═════ Фрагмент текста ═════

О логике подлой смерти судить невозможно. Но судить ее все-таки нужно. В череде смертей последних лет, не говоря уже о последнем весенне-летнем призыве, смерть Дмитрия Брусникина — какая-то совсем уж подлая. Она кромешно завершила удар по тем, кто утверждал в отечественном искусстве верность реальности и правде, верность памяти и совести. Не буду обновлять страшный мартиролог, который в сердцах всех, кто их знал и ценил. Два чувства живут во мне с того мгновения, когда подлая SMS в метро известила о Диминой смерти. Одно охватило сразу — чувство резко накренившейся реальности, которая опрокинулась куда-то, оставив в пустоте. Другое пришло следом — священный ужас сродни восторгу: не уходят ли от нас те, кто получил особое призвание в неведомом нам мире? Сплоченный отряд избранных, исполненный многих дарований, из которых совесть и ответственность — важнейшие.
Ответственность, связанная с пониманием миссии, лежала и лежит на них, рожденных сразу после смерти Сталина.
Дима, как оказалось, был важнейшим звеном этого поколения, которое кто-то назвал «потерянным». Несправедливо. Он окончил мастерскую Олега Ефремова в 1982 году и вошел в мхатовскую труппу со своими товарищами. Многие были уже взрослыми, озаренными опытом. Так и хотел Олег Николаевич, искал в них равных себе личностей. Миша Мокеев в режиссерской группе, Саша Феклистов, Рома Козак, Саша Смирнов, Дима… На этом же курсе — Яна Лисовская, Вера Сотникова, Маша Брусникина, Полина Медведева… Тут к ним примкнула табаковская Лена Майорова.

═════ Выдержки из данных ═════

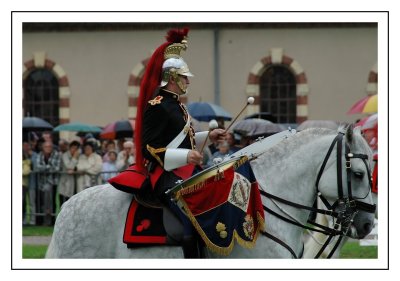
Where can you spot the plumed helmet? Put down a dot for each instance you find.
(152, 79)
(173, 66)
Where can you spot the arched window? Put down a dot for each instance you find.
(278, 93)
(41, 98)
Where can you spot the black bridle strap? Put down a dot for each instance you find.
(321, 211)
(362, 206)
(339, 165)
(348, 170)
(335, 247)
(321, 170)
(327, 231)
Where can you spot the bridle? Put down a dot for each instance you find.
(343, 209)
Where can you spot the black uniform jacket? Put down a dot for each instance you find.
(164, 118)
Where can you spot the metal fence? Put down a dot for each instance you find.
(43, 200)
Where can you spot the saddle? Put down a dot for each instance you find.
(148, 222)
(223, 204)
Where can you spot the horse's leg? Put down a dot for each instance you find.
(89, 224)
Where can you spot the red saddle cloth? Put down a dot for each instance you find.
(144, 226)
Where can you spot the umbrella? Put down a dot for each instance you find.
(196, 125)
(256, 127)
(118, 129)
(368, 122)
(206, 111)
(368, 104)
(262, 115)
(78, 127)
(329, 124)
(35, 124)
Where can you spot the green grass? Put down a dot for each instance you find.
(352, 250)
(37, 230)
(33, 251)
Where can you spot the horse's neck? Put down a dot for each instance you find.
(292, 176)
(289, 175)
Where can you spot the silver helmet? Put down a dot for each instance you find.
(172, 67)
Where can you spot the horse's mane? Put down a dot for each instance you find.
(294, 142)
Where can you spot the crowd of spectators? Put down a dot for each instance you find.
(56, 171)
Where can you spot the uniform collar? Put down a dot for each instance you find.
(172, 94)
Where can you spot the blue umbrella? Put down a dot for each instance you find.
(35, 124)
(77, 127)
(206, 111)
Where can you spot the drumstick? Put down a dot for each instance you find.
(211, 126)
(250, 100)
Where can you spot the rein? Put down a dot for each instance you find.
(347, 207)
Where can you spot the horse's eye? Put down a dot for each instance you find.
(359, 175)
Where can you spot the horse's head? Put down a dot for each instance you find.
(344, 182)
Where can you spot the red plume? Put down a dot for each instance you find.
(150, 82)
(176, 35)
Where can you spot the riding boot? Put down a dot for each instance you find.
(190, 249)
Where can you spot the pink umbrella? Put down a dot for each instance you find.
(368, 104)
(368, 122)
(369, 127)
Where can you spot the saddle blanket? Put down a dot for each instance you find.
(144, 226)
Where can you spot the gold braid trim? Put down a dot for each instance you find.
(225, 251)
(153, 151)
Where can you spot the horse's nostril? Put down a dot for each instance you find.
(368, 227)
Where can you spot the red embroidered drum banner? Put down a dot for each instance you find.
(225, 208)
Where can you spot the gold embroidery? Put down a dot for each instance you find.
(221, 228)
(153, 151)
(156, 100)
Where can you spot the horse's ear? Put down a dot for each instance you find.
(349, 133)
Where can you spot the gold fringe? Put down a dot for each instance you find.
(225, 251)
(153, 151)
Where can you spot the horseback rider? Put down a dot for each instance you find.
(164, 137)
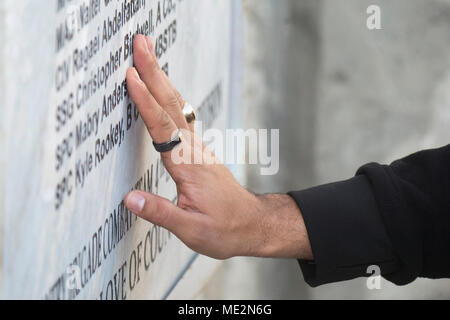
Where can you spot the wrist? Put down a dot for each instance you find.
(281, 231)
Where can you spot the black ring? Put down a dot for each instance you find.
(170, 145)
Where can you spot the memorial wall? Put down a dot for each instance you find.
(73, 144)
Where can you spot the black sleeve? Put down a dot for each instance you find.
(395, 217)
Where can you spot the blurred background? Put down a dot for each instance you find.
(342, 96)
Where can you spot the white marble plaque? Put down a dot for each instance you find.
(73, 144)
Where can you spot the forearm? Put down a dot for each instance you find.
(282, 231)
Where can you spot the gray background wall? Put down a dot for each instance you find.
(342, 96)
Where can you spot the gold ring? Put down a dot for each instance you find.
(189, 113)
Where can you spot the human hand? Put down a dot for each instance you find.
(214, 216)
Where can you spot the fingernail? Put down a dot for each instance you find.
(135, 202)
(150, 45)
(143, 44)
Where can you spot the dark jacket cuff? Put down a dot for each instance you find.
(346, 232)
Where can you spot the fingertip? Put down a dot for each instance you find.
(150, 45)
(133, 75)
(135, 202)
(140, 42)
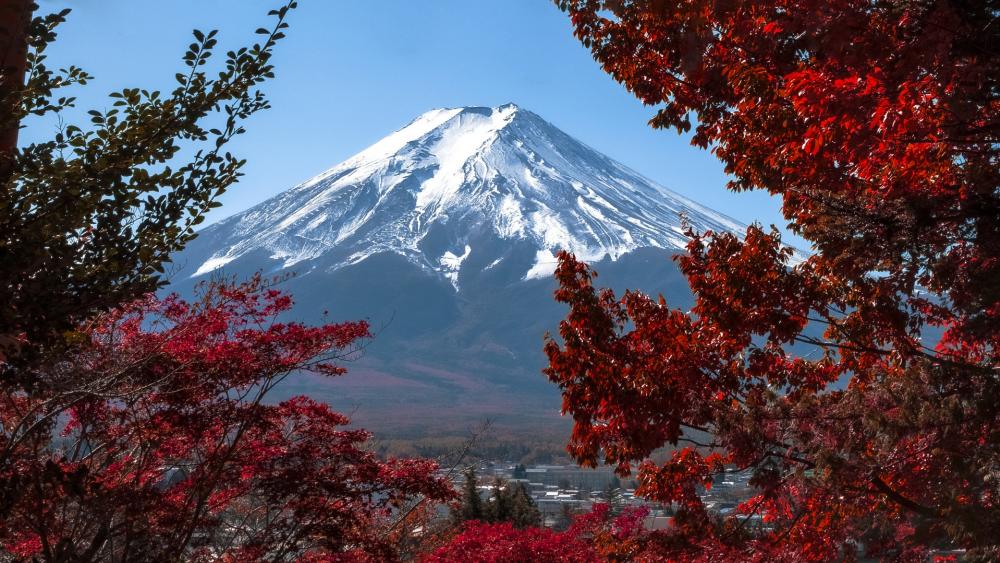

═════

Задания для работы.
A – В каком году, согласно тексту о Дмитрии Брусникине, он окончил мастерскую Олега Ефремова?
B – Определите, согласуются ли с текстом о Дмитрии Брусникине следующие утверждения: (i) Брусникин вошел в труппу МХАТа вместе со своими товарищами; (ii) автор считает справедливым называть это поколение «потерянным»; (iii) о смерти Брусникина автор узнал из телефонного звонка.
C – Продолжите текст о Дмитрии Брусникине, начиная сразу после его последнего предложения.

Ожидаемые ответы.
A – В 1982 году.

B –
(i) Да: «вошел в мхатовскую труппу со своими товарищами».
(ii) Нет: «Несправедливо».
(iii) Нет: «подлая SMS в метро известила о Диминой смерти».

C –
Их первые театральные работы стали моим юношеским каноном, опытом осознания себя в цепи времен. Каждый из них был прекрасен, но герой там был один — Дима. Романтический, наполненный изнутри какой-то трепетной, чуть сентиментальной чувствительностью, высокий, тоненький и сильный, он нес в себе классическое представление о герое как о носителе харизмы, социальной, гражданской, нравственной миссии — и одновременно как о романтическом красавце, тревожащем сердца юных дев. Жаль, никто не предложил ему тогда роль Сида.
Будучи еще школьницей, я увидела его Александра Ульянова в пьесе Саши Ремеза «Путь». Забудьте об именах и жупелах. Спектакль был о другом. Милый, но хрупкий интеллигентский дом и его гордость — старший сын, дерзновенный, сильный, но уже раненый будущей своей судьбой. Оттого и трагической, что ее носитель имел пылающую совесть. Таким предстал передо мной Дима и сразу поразил. Дипломной работой Валерия Саркисова руководил Анатолий Васильев, в те годы тесно связанный с МХАТом (о его работе в «Соло для часов с боем» и репетициях «Короля Лира» с Андреем Поповым, прерванных смертью выдающегося актера, ходили легенды).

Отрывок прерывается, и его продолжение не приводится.